## [CONSIGNE 1]
D'après le texte à lire, dans quel pays et à quelle date le demandeur a-t-il déposé une demande de protection internationale ?

===== TEXTE À LIRE =====

En ce qui concerne l’affirmation non autrement étayée du demandeur selon laquelle il n’aurait pas déposé de demande de protection internationale et qu’en conséquence le règlement Dublin III ne lui serait dès lors pas applicable, celle-ci est à écarter, étant donné qu’il n’appartient pas au tribunal de suppléer à la carence du demandeur et de rechercher lui-
même les moyens juridiques ainsi que les articles du règlement Dublin III qui disposeraient en ce sens, et qui auraient pu se trouver à la base de ses affirmations.
Afin d’être complet, le tribunal précise que les affirmations du demandeur sont contredites par le résultat de la recherche effectuée dans la base de données EURODAC, de laquelle il ressort qu’il a effectivement déposé une demande de protection internationale le 7 décembre 2011 en Italie, information qui est en outre confirmée par le fait que les autorités italiennes ont accepté de le reprendre en charge sur base de l’article 18 (1) d) de loi du 18 décembre 2015, qui vise notamment la reprise en charge du demandeur de protection internationale par l’Etat membre qui l’a précédemment débouté.

=====

## [CONSIGNE 2]
Restitue sous forme de liste JSON de chaînes, à raison d'une chaîne par ligne et sans les lignes vides, la partie des lignes ci-dessous qui part de la toute première et s'achève sur celle contenant « pixel 188 171 », ces deux bornes comprises. Les images ne doivent pas figurer dans la réponse.

===== LISTE DES LIGNES =====

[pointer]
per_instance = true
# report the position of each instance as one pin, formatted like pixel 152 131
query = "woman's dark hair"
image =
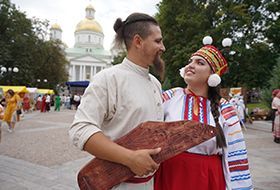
pixel 215 97
pixel 136 23
pixel 11 92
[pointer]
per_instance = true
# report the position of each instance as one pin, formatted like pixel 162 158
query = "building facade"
pixel 88 55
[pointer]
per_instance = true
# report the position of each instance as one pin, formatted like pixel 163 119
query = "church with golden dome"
pixel 88 55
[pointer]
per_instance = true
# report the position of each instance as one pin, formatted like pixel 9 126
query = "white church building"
pixel 88 56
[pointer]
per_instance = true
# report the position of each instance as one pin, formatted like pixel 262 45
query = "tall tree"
pixel 24 44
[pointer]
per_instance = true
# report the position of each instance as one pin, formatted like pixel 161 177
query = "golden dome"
pixel 90 7
pixel 89 24
pixel 56 27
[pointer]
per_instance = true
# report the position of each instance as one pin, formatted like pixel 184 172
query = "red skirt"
pixel 188 171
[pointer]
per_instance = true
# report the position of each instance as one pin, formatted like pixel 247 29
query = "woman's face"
pixel 197 71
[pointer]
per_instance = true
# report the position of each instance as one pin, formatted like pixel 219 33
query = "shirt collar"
pixel 136 68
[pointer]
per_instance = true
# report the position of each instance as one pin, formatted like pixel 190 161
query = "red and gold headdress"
pixel 214 58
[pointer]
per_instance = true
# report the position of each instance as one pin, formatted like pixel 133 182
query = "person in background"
pixel 1 118
pixel 57 103
pixel 121 97
pixel 10 115
pixel 273 107
pixel 48 103
pixel 221 162
pixel 26 103
pixel 276 121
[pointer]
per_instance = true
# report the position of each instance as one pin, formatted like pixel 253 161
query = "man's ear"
pixel 137 40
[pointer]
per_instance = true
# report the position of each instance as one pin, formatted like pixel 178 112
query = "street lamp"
pixel 10 69
pixel 7 71
pixel 42 82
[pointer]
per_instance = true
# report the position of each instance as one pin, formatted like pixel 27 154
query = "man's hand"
pixel 141 162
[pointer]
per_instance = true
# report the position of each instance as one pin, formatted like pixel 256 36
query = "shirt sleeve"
pixel 235 160
pixel 95 107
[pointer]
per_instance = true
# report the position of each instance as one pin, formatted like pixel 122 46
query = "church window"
pixel 98 69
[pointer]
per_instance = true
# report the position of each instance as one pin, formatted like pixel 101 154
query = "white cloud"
pixel 67 13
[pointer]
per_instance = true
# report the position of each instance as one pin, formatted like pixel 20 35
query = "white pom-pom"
pixel 207 40
pixel 182 72
pixel 214 80
pixel 227 42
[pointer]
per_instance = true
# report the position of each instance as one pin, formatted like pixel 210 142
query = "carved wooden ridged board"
pixel 172 137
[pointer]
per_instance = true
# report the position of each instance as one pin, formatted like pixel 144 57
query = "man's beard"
pixel 159 67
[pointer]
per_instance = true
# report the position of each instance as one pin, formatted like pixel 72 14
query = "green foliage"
pixel 252 25
pixel 24 45
pixel 274 83
pixel 119 58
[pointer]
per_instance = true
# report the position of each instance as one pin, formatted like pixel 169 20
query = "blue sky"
pixel 67 13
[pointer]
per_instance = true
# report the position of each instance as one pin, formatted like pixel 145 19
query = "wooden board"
pixel 172 137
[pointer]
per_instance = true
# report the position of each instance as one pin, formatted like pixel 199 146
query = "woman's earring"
pixel 182 72
pixel 214 80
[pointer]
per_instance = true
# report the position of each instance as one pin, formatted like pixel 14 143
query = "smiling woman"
pixel 217 163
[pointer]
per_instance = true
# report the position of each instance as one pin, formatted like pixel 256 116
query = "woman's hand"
pixel 141 162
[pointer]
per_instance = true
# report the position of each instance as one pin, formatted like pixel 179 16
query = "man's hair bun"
pixel 118 24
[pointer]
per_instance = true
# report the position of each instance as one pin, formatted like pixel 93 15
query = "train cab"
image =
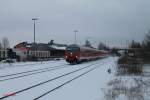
pixel 72 54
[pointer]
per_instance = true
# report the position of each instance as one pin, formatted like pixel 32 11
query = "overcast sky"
pixel 96 20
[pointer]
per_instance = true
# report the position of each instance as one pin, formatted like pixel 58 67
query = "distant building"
pixel 36 51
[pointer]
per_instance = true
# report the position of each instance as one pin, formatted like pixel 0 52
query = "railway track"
pixel 31 72
pixel 55 78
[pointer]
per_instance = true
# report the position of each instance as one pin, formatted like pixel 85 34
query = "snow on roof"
pixel 58 48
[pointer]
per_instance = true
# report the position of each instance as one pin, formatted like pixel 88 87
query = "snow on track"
pixel 87 87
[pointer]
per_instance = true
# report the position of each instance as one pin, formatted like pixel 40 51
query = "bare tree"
pixel 5 43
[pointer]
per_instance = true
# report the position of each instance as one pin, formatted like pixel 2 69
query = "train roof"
pixel 84 47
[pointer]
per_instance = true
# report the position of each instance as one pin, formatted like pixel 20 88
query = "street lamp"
pixel 34 19
pixel 75 31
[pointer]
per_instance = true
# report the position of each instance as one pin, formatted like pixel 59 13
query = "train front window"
pixel 72 49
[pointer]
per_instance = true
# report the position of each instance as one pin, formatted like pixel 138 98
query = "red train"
pixel 76 54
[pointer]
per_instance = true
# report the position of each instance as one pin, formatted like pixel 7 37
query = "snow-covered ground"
pixel 88 87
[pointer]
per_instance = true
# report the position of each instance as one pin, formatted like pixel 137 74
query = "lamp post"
pixel 34 19
pixel 75 41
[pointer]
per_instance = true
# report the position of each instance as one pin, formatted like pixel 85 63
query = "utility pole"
pixel 34 19
pixel 75 41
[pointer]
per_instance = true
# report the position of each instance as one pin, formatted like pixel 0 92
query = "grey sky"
pixel 97 20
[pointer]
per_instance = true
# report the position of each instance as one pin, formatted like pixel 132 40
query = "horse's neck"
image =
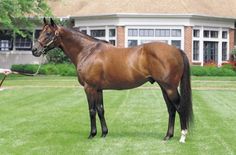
pixel 73 46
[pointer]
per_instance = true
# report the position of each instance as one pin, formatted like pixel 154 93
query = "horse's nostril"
pixel 34 49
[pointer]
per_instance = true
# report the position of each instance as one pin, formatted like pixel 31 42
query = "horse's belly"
pixel 120 85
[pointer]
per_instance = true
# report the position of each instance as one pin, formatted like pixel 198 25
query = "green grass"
pixel 49 115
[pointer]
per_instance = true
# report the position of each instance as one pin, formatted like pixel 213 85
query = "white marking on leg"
pixel 183 136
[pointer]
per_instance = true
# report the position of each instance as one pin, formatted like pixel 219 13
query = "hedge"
pixel 226 70
pixel 69 70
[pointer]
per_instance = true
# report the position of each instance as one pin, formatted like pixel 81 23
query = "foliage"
pixel 57 56
pixel 15 14
pixel 47 69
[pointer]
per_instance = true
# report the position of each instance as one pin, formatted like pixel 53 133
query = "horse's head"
pixel 48 39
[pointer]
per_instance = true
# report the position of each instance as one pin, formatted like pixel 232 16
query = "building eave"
pixel 150 15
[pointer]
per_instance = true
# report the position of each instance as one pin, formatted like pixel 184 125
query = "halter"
pixel 53 38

=====

## [RÉPONSE ATTENDUE 1]
En Italie, le 7 décembre 2011.

## [RÉPONSE ATTENDUE 2]
[
  "[pointer]",
  "per_instance = true",
  "# report the position of each instance as one pin, formatted like pixel 152 131",
  "query = \"woman's dark hair\"",
  "image =",
  "pixel 215 97",
  "pixel 136 23",
  "pixel 11 92",
  "[pointer]",
  "per_instance = true",
  "# report the position of each instance as one pin, formatted like pixel 162 158",
  "query = \"building facade\"",
  "pixel 88 55",
  "[pointer]",
  "per_instance = true",
  "# report the position of each instance as one pin, formatted like pixel 163 119",
  "query = \"church with golden dome\"",
  "pixel 88 55",
  "[pointer]",
  "per_instance = true",
  "# report the position of each instance as one pin, formatted like pixel 9 126",
  "query = \"white church building\"",
  "pixel 88 56",
  "[pointer]",
  "per_instance = true",
  "# report the position of each instance as one pin, formatted like pixel 262 45",
  "query = \"tall tree\"",
  "pixel 24 44",
  "[pointer]",
  "per_instance = true",
  "# report the position of each instance as one pin, formatted like pixel 161 177",
  "query = \"golden dome\"",
  "pixel 90 7",
  "pixel 89 24",
  "pixel 56 27",
  "[pointer]",
  "per_instance = true",
  "# report the position of each instance as one pin, formatted like pixel 184 172",
  "query = \"red skirt\"",
  "pixel 188 171"
]